(Location identification entries)
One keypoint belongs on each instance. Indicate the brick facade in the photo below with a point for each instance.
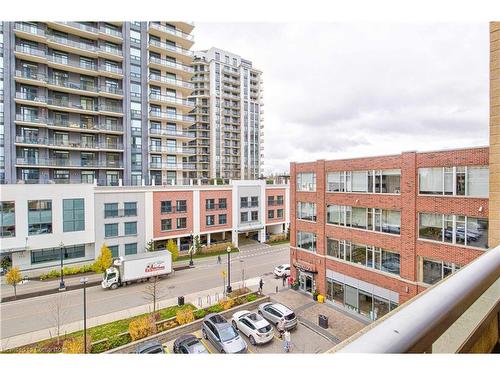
(409, 202)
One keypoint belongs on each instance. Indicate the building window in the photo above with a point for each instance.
(130, 248)
(222, 203)
(166, 207)
(436, 270)
(130, 208)
(111, 230)
(222, 219)
(460, 181)
(306, 211)
(210, 204)
(130, 228)
(39, 217)
(73, 215)
(166, 224)
(181, 206)
(386, 181)
(54, 254)
(306, 241)
(306, 181)
(454, 229)
(181, 223)
(110, 210)
(115, 253)
(255, 215)
(210, 220)
(8, 219)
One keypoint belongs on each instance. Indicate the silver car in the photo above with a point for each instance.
(274, 312)
(222, 335)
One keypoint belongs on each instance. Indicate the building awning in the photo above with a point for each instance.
(305, 266)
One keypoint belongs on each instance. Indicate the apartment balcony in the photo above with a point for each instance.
(30, 99)
(176, 35)
(184, 104)
(72, 46)
(185, 71)
(29, 32)
(30, 53)
(183, 86)
(460, 314)
(111, 35)
(110, 53)
(159, 115)
(172, 166)
(75, 28)
(111, 71)
(182, 54)
(171, 133)
(80, 67)
(66, 105)
(172, 150)
(66, 163)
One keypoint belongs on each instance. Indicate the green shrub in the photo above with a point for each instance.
(199, 314)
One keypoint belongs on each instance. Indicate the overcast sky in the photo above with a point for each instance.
(341, 90)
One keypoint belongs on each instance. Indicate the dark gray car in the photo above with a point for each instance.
(222, 335)
(189, 344)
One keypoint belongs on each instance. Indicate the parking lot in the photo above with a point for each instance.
(304, 340)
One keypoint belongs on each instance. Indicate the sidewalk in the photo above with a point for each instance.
(194, 298)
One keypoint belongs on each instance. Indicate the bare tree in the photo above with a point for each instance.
(57, 314)
(154, 291)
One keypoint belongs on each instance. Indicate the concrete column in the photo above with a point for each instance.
(494, 198)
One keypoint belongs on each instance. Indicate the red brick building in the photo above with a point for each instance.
(371, 233)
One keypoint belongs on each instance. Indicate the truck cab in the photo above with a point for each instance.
(111, 278)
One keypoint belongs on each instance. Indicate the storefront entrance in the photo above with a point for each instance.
(306, 281)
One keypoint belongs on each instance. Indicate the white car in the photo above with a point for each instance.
(283, 269)
(255, 327)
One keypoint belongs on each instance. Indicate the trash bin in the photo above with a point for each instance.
(323, 321)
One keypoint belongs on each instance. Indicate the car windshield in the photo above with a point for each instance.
(227, 333)
(197, 348)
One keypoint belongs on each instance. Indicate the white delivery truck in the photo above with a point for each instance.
(137, 267)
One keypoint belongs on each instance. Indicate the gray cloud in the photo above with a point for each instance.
(336, 90)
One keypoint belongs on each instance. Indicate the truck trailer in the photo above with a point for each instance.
(137, 267)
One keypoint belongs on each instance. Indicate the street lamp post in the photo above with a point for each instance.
(61, 283)
(84, 281)
(229, 289)
(191, 263)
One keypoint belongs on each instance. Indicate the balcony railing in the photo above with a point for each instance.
(453, 316)
(173, 133)
(170, 99)
(172, 81)
(171, 64)
(171, 31)
(170, 47)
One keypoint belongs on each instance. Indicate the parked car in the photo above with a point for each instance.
(151, 347)
(255, 327)
(189, 344)
(282, 269)
(274, 312)
(222, 335)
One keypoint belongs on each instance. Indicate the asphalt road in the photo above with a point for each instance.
(33, 314)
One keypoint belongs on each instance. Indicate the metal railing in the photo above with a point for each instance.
(416, 325)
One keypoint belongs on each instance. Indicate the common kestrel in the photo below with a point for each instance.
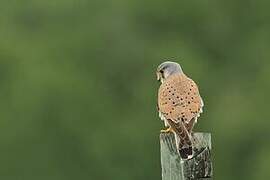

TASK TO COMPLETE:
Identify every line above that contains the word "truck" and copy each of those lines.

RESPONSE FOR THIS EXERCISE:
One keypoint belongs on each instance. Indicate the truck cab in the photo above with a point for each instance.
One keypoint belongs on each instance. Indicate the white delivery truck in the photo above with a point for each instance.
One keypoint belongs on each instance. Indicate the truck trailer in the photo above with a point for each instance.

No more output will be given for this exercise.